Write out every line of the records below as a numbered list, leaving out any blank lines.

Raw records start

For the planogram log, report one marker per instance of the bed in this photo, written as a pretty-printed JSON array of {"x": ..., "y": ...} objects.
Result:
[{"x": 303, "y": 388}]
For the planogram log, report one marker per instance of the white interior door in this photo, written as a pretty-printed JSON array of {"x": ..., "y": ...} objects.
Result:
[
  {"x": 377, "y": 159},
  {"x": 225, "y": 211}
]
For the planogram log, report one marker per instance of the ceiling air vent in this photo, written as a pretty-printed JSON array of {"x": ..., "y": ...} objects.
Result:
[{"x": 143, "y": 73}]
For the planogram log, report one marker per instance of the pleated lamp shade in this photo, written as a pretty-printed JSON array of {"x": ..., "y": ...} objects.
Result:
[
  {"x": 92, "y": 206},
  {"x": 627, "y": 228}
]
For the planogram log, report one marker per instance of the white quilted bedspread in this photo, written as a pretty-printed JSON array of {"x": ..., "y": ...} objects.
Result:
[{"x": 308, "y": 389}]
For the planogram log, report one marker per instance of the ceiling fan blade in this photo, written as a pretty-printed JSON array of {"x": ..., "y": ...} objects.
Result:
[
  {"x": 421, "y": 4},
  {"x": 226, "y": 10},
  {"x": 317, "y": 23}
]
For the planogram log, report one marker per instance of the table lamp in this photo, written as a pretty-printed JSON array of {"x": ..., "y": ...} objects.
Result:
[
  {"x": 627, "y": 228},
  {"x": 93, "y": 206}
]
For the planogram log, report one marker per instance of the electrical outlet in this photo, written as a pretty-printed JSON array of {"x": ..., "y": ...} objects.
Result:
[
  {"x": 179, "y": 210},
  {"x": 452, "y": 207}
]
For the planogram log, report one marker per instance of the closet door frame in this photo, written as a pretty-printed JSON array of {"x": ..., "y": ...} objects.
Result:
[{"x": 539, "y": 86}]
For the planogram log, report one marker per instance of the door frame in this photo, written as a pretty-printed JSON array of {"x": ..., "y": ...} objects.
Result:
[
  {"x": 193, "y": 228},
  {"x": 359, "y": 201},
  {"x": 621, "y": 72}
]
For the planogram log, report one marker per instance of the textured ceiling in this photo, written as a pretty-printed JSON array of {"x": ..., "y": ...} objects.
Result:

Raw records end

Response for this exercise:
1. For the planogram log, report one marker per instance of the bed in this photo, written as a pretty-printed JSON array of {"x": ..., "y": ...} objects.
2. Result:
3. [{"x": 303, "y": 388}]
4. For the planogram log, report one marker per instance of the white interior door in this photo, written as a pretty-printed JSON array of {"x": ..., "y": ...} objects.
5. Result:
6. [
7.   {"x": 377, "y": 159},
8.   {"x": 225, "y": 211}
9. ]
10. For the planogram log, report one marker per instance of the ceiling air vent in this photo, written as a pretty-printed JSON array of {"x": ..., "y": ...} objects.
11. Result:
12. [{"x": 143, "y": 73}]
13. For the planogram log, report one marker per instance of the pleated lamp shade in this photo, written as a pretty-printed JSON array of {"x": ..., "y": ...} objects.
14. Result:
15. [
16.   {"x": 92, "y": 206},
17.   {"x": 627, "y": 228}
18. ]
19. For the planogram log, report one marker per instance of the white quilted bedspread in this photo, written as a pretty-printed JSON array of {"x": ..., "y": ...} objects.
20. Result:
21. [{"x": 308, "y": 389}]
22. For the planogram log, report one marker per instance of the ceiling fan blade in this photo, written as a pretty-printed JSON array of {"x": ..., "y": ...} objects.
23. Result:
24. [
25.   {"x": 421, "y": 4},
26.   {"x": 226, "y": 10},
27.   {"x": 317, "y": 23}
28. ]
29. For the planogram log, report one marker per instance of the table lamp in this photo, written as a pretty-printed JSON array of {"x": ..., "y": ...} objects.
30. Result:
31. [
32.   {"x": 627, "y": 228},
33.   {"x": 93, "y": 206}
34. ]
35. For the planogram log, report one marker per instance of the electrical outlet in this photo, written as a pretty-printed JSON array of {"x": ..., "y": ...} objects.
36. Result:
37. [
38.   {"x": 179, "y": 210},
39.   {"x": 452, "y": 207}
40. ]
41. For the planogram log, report one marker per instance of the closet door frame in this photo, written as a pretty-printed JSON array of {"x": ..., "y": ...} objects.
42. Result:
43. [{"x": 539, "y": 86}]
44. For the planogram log, report one marker per instance of the door frame in this photo, written as a pretty-printed JSON array of {"x": ..., "y": ...} objects.
45. Result:
46. [
47.   {"x": 193, "y": 228},
48.   {"x": 359, "y": 201},
49.   {"x": 621, "y": 72}
50. ]
51. For the planogram log, report one marker per instance of the textured ceiling in this photo, written as a pretty-printed JSON array of {"x": ..., "y": ...} objects.
52. Result:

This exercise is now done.